TEXT:
Hurricane Alley is an area of warm water in the Atlantic Ocean stretching from the west coast of northern Africa to the east coast of Central America and Gulf Coast of the Southern United States. Many hurricanes form within this area.  The sea surface temperature of the Atlantic in Hurricane Alley has grown slightly warmer over the past decades. A particularly warm summer in 2005 led climate scientists to begin studying whether this trend would lead to an increase in hurricane activity.

How hurricanes form

Hurricanes form over tropical waters in areas of high humidity, light winds, and warm sea surface temperatures. These areas are usually between the latitudes of 8° and 20° north. The perfect temperature for a hurricane is approximately 26 °C. This temperature has been set as a standard. If the water is colder the hurricane will most likely weaken, but if the waters are warmer rapid growth can occur.

The area between 10° and 20°N create the most hurricanes in a given season because of the warmer temperatures. Hurricanes do not form outside this range because the Coriolis effect is not strong enough to create the tight circulation needed and above this range the temperatures are too cool. The waters are only at the necessary temperatures from July until mid-October. In the Atlantic this is the height of the season.

Since hurricanes rely on sea surface temperature, sometimes an initially active season becomes quiet later. This is because the hurricanes are so strong that they churn the waters and bring colder waters up from the deep. This creates an area of the sea the size of the hurricane, which has cooler waters, which can be 5–10 °C lower than before the hurricane. When a new hurricane moves over the cooler waters they have no fuel to continue to thrive, so they weaken or even die out.

WRITTEN REQUEST 1:
Decide whether each statement agrees with the text on Hurricane Alley, answering yes or no and quoting the deciding words: (a) Hurricane Alley reaches the west coast of Central America. (b) Water at about 26 °C is considered ideal for a hurricane. (c) In the Atlantic, the waters are at the necessary temperatures only from July until mid-October.
WRITTEN REQUEST 2:
According to the text on Hurricane Alley, by how much can the cooler waters left behind by a hurricane drop in temperature?
WRITTEN REQUEST 3:
Copy out the passage of the text on Hurricane Alley starting with "Hurricanes form over" and going on through "of the season.".

LISTING:
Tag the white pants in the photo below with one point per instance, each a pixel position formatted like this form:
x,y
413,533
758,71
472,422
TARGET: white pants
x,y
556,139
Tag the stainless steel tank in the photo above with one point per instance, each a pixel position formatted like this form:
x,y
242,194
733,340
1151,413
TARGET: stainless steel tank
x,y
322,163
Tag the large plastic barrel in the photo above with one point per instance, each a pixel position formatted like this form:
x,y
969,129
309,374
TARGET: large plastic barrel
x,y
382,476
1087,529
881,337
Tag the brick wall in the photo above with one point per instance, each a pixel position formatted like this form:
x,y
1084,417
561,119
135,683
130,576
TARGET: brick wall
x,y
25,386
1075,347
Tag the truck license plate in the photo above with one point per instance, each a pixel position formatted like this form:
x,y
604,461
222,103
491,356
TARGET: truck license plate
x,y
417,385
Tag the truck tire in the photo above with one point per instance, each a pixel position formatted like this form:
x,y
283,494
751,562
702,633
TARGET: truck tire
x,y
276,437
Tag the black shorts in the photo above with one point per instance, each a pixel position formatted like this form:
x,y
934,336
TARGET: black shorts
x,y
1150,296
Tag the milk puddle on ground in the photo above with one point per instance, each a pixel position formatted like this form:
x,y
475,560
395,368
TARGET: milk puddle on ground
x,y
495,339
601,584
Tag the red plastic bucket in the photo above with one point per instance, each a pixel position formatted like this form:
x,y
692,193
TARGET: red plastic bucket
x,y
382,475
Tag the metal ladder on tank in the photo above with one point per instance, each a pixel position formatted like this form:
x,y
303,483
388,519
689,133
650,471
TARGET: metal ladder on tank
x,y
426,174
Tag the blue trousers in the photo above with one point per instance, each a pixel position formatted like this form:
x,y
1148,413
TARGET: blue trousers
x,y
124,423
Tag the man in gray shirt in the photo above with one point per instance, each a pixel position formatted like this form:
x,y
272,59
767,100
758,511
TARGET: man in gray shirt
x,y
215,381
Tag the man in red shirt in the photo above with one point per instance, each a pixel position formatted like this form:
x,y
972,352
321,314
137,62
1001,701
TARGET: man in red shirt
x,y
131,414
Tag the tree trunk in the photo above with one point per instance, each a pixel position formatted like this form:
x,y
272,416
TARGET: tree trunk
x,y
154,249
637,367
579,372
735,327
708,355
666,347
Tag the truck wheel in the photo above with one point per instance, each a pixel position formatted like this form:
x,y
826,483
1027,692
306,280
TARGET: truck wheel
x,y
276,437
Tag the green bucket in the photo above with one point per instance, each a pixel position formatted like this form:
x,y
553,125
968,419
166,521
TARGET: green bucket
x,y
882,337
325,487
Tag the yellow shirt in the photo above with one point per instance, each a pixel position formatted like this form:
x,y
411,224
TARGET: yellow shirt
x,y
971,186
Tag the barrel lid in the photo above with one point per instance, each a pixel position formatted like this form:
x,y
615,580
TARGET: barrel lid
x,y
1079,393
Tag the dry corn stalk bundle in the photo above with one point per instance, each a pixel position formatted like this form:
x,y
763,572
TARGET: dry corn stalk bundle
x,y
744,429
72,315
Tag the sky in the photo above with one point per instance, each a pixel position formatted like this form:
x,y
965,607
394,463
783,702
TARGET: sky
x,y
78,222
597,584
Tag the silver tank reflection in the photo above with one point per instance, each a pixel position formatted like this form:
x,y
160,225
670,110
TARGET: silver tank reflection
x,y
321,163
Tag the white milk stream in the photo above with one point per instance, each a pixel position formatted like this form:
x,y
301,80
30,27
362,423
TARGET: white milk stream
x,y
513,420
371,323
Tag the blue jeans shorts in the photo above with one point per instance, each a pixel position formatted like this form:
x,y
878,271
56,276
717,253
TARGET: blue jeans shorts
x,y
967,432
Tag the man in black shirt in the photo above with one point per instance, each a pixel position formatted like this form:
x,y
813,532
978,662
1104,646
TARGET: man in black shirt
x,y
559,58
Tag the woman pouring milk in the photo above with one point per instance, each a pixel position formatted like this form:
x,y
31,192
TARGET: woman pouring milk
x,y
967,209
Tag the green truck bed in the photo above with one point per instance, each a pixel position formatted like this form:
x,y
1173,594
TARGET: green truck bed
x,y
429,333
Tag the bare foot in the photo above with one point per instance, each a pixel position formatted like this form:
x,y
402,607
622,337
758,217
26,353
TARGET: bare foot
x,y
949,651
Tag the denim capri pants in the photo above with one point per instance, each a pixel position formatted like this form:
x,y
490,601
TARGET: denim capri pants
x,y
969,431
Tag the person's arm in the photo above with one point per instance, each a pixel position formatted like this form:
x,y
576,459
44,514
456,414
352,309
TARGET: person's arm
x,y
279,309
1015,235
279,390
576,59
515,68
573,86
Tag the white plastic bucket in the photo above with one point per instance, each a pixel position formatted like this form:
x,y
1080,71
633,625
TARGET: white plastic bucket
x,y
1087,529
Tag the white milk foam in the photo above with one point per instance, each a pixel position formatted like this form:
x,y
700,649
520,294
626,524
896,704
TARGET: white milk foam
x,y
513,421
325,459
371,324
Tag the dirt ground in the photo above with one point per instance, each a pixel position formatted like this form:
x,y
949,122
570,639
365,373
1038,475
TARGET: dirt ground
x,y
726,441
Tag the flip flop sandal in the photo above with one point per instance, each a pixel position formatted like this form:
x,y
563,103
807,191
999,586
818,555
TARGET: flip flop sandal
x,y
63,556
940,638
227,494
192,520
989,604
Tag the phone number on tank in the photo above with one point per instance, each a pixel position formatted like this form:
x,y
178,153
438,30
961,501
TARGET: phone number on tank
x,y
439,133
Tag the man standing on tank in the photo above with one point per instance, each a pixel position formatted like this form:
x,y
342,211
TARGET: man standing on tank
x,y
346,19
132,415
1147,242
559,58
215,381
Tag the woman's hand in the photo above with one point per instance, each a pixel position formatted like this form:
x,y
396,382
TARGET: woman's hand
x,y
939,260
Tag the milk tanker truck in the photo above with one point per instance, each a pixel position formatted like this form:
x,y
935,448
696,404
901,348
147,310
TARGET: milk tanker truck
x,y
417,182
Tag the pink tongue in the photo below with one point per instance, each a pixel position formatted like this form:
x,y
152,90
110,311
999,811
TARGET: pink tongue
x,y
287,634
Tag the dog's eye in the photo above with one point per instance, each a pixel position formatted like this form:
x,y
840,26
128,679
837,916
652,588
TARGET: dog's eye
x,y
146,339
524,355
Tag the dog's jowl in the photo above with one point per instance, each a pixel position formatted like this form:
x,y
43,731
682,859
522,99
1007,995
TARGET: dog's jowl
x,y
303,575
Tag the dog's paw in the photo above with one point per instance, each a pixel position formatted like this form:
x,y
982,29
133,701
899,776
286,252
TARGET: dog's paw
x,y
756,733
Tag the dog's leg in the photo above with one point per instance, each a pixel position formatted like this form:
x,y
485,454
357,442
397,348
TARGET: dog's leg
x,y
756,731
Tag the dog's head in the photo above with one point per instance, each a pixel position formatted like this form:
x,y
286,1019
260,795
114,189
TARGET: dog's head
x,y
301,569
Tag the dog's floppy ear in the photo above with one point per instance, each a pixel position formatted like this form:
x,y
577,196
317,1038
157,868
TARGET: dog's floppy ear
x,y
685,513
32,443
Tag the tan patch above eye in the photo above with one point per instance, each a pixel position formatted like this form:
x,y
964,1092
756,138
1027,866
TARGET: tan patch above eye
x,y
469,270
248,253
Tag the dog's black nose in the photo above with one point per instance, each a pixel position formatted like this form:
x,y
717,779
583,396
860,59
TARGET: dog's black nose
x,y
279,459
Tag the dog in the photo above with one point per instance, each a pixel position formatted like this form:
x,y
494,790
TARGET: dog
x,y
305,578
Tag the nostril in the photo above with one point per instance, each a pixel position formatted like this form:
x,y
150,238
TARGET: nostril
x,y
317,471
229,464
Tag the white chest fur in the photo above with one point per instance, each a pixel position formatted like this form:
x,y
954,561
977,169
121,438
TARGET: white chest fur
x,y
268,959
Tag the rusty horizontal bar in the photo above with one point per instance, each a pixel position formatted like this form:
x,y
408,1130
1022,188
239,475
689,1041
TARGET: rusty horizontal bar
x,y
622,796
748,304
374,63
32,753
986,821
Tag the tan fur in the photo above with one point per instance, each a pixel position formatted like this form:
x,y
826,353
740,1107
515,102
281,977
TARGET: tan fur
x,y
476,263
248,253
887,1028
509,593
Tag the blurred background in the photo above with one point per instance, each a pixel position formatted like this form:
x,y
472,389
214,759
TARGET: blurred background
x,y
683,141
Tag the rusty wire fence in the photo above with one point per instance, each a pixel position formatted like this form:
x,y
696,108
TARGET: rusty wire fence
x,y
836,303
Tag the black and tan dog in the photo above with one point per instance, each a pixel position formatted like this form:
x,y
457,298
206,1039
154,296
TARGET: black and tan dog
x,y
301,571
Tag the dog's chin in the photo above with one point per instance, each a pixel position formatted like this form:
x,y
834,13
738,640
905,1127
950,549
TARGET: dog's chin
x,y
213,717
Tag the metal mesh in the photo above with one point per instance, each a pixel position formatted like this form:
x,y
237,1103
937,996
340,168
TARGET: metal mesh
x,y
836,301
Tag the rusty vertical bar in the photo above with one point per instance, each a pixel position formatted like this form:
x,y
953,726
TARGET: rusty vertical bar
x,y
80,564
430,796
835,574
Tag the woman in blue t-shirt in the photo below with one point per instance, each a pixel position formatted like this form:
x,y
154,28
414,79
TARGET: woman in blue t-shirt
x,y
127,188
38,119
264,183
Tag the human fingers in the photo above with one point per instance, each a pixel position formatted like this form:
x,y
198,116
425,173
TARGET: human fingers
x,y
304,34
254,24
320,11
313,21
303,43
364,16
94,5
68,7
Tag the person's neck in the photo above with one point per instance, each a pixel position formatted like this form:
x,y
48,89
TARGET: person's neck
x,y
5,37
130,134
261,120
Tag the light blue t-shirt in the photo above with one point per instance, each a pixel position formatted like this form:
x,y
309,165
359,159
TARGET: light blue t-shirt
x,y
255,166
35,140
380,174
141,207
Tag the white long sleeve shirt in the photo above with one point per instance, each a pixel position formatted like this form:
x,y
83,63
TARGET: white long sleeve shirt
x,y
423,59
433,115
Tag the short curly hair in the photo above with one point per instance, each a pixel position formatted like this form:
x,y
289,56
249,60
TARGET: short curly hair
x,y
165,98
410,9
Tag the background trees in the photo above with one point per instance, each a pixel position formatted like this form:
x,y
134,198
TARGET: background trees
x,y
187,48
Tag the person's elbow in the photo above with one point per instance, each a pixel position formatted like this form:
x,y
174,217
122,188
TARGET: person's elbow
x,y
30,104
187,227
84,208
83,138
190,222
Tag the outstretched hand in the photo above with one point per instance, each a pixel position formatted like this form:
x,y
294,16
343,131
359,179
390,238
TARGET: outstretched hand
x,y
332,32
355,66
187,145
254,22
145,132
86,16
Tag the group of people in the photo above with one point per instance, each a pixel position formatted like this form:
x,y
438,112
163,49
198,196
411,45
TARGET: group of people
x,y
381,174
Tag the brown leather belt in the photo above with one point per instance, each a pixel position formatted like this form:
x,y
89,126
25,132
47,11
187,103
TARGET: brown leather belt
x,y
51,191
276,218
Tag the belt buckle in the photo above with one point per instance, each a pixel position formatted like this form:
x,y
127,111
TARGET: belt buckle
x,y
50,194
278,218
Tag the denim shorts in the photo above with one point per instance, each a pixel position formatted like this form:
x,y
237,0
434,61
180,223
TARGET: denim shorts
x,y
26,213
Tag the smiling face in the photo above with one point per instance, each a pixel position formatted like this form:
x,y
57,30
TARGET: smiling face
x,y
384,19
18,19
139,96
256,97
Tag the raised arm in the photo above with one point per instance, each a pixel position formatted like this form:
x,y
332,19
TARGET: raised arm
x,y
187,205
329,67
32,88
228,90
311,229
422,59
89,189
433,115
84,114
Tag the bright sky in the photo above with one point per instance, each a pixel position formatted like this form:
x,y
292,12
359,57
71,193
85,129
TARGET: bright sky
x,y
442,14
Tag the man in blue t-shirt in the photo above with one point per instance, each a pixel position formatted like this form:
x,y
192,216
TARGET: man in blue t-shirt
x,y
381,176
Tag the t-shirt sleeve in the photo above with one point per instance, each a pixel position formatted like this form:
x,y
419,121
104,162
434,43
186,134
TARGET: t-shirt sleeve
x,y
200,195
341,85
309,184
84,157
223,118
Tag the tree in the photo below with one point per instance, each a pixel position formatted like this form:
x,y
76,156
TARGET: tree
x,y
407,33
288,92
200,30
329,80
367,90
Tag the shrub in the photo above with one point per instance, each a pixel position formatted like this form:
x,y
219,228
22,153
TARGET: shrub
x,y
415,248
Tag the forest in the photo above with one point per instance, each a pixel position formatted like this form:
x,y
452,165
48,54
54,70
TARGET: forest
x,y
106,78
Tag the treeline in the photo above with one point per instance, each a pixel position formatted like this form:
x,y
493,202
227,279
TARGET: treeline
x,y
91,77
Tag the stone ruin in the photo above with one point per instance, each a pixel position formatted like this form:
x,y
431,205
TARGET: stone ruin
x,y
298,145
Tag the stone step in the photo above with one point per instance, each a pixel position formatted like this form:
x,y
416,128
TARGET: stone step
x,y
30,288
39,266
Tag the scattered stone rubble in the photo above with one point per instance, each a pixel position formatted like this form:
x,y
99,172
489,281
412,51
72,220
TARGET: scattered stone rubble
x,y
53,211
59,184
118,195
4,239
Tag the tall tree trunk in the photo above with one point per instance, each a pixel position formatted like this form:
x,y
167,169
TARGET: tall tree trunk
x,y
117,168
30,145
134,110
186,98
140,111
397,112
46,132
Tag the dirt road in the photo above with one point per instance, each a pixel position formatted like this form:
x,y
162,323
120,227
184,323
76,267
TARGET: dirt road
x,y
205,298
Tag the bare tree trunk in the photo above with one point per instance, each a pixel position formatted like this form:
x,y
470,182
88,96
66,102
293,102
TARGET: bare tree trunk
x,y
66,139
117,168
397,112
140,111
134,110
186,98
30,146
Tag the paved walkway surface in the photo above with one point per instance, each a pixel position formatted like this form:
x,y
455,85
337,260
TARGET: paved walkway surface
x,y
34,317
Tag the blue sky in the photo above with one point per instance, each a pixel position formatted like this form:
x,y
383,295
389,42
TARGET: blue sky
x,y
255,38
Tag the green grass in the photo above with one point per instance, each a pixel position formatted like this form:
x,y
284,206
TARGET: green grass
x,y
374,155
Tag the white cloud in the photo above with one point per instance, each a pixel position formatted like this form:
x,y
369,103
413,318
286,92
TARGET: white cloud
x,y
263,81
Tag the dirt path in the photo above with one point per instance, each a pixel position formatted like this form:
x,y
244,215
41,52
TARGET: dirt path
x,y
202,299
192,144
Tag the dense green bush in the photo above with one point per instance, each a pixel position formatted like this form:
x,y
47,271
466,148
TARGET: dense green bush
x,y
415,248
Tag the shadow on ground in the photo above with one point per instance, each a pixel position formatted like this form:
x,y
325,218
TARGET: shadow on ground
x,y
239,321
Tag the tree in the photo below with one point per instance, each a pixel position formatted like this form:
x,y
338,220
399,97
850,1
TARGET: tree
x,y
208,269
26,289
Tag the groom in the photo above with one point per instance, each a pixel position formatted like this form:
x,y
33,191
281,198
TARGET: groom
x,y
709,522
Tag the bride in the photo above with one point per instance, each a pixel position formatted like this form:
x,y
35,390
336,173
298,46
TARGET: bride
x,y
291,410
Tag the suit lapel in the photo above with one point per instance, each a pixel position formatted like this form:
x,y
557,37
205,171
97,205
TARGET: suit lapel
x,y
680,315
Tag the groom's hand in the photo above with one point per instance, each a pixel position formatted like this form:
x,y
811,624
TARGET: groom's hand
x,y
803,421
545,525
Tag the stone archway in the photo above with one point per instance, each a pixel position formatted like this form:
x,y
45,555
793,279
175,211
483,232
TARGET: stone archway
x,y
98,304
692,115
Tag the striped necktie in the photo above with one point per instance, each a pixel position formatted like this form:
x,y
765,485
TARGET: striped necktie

PROBLEM SOLUTION 1:
(a) No: "to the east coast of Central America"
(b) Yes: "The perfect temperature for a hurricane is approximately 26 °C."
(c) Yes: "The waters are only at the necessary temperatures from July until mid-October."

PROBLEM SOLUTION 2:
They can be 5–10 °C lower than before the hurricane.

PROBLEM SOLUTION 3:
Hurricanes form over tropical waters in areas of high humidity, light winds, and warm sea surface temperatures. These areas are usually between the latitudes of 8° and 20° north. The perfect temperature for a hurricane is approximately 26 °C. This temperature has been set as a standard. If the water is colder the hurricane will most likely weaken, but if the waters are warmer rapid growth can occur.

The area between 10° and 20°N create the most hurricanes in a given season because of the warmer temperatures. Hurricanes do not form outside this range because the Coriolis effect is not strong enough to create the tight circulation needed and above this range the temperatures are too cool. The waters are only at the necessary temperatures from July until mid-October. In the Atlantic this is the height of the season.